Natural-language object grounding data:
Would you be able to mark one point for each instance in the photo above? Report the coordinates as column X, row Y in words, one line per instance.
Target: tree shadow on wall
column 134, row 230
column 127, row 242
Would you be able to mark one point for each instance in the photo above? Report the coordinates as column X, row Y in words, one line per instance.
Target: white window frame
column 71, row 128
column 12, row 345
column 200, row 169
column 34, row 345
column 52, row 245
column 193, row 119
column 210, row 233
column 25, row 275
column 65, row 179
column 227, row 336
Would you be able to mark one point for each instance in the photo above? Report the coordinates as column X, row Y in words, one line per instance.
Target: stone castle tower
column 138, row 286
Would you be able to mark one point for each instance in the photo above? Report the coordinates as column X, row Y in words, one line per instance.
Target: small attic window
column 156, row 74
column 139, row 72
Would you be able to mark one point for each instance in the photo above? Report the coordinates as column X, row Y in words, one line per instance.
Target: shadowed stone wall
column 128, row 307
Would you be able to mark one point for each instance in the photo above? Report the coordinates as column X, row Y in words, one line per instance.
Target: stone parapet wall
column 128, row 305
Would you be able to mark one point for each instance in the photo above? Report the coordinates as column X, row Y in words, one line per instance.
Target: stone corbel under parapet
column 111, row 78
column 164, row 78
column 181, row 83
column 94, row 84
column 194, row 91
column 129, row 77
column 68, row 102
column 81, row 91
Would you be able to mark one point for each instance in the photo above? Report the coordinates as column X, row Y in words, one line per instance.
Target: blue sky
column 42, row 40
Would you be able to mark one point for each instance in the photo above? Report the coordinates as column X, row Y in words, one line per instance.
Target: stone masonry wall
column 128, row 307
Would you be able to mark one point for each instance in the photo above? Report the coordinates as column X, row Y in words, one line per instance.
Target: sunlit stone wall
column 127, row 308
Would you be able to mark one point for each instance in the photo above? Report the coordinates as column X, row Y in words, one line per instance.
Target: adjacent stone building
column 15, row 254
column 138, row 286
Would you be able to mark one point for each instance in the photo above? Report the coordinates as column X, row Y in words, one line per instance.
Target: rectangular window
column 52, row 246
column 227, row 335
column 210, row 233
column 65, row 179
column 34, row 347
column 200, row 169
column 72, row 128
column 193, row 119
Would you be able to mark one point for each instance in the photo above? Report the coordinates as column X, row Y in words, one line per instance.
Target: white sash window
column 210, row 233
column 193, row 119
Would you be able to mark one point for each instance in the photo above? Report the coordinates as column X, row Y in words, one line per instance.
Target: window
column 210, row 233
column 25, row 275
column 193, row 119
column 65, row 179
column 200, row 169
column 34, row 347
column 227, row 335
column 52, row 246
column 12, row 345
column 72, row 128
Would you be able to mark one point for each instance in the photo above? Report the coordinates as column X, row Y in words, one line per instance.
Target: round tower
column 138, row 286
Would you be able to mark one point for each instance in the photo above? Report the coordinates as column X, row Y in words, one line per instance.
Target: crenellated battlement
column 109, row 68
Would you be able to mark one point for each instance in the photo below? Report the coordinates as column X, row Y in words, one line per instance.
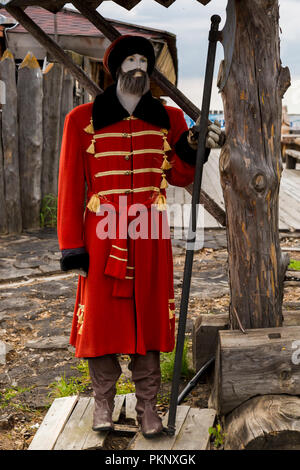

### Exercise aim
With the pictures omitted, print each line of the data above precisely as given.

### Problem solution
Would you be able to mark one point for each instance in the photo above? Report the coordinates as column X, row Y in words, one line per instance.
Target: tree shadow on wall
column 134, row 230
column 127, row 242
Would you be able to mark one point for each instance in the photo above? Report the coordinates as column X, row Y in words, one line per instance.
Target: white window frame
column 71, row 128
column 12, row 345
column 200, row 169
column 34, row 345
column 52, row 245
column 193, row 119
column 210, row 233
column 25, row 275
column 65, row 179
column 227, row 336
Would you be able to mark one point for each instance in the photo above? Report the coordinates as column X, row Y in words, one line per instance.
Target: stone castle tower
column 138, row 286
Would you be able to mark one point for each instance in the photo above? Report the coordinates as column X, row Y in words, one line per instance.
Target: small attic window
column 156, row 74
column 139, row 72
Would you be able to mark one point for each instance in the photo above? Report the coordinates as column X, row Y in words, one line per instance.
Target: shadowed stone wall
column 128, row 307
Would you be able to mark one point for each instance in the photo above? Report the coordinates as column X, row Y in words, one line per instance.
Target: stone parapet wall
column 128, row 305
Would you be able to mark one point for each instance in the photo above? Report the coordinates as column X, row Y in words, one line per instance.
Target: stone corbel under parapet
column 111, row 78
column 164, row 78
column 181, row 83
column 94, row 84
column 194, row 91
column 129, row 77
column 68, row 102
column 81, row 91
Would you be able to mark one point for each instance in the photo above? Report the coordinates as column X, row Y in words, one line per instance.
Target: blue sky
column 42, row 40
Would you be able to mark one point for each instance in the photo above? Report the coordinates as column X, row Y in words, one line per instance.
Target: stone masonry wall
column 128, row 307
Would you be able to mark one point for each instance in the photo above? Report the coordinates as column X, row Y in words, one line per instance.
Target: sunlit stone wall
column 127, row 308
Would you be able to mark one point for each instance in the photo above? Report the coordinates as column X, row Y in words, one line per instance.
Target: adjacent stone building
column 15, row 254
column 138, row 286
Would you be able to mark one point for each instance in the photo above? Report the coordinates as column X, row Y in words, one line per instance.
Target: rectangular window
column 52, row 246
column 227, row 335
column 210, row 233
column 65, row 179
column 34, row 347
column 200, row 169
column 72, row 128
column 193, row 119
Would you be able to mark one point for each instance in the photo above? Report the coordinates as column X, row Y in words, one line per instance.
Target: white sash window
column 210, row 233
column 193, row 119
Would you be able to mark one point for each instance in the photo above? Report the coordinates as column X, row Y in words, one line per instance.
Target: window
column 210, row 233
column 25, row 275
column 193, row 119
column 65, row 179
column 200, row 169
column 34, row 347
column 227, row 335
column 52, row 246
column 12, row 345
column 72, row 128
Would you be able to mark one point for each instance in the photo above? Report the coordinates as column X, row Y in words, one line per instance.
Target: round tower
column 138, row 286
Would you be able to mark one point for each instance in the photo above? Report the coordinates as column X, row Y in words, one line per instance.
Target: crenellated battlement
column 109, row 68
Would you be able to mark one point for each instance in the photo below? Report the coordinates as column X, row Y in words, one line per instance.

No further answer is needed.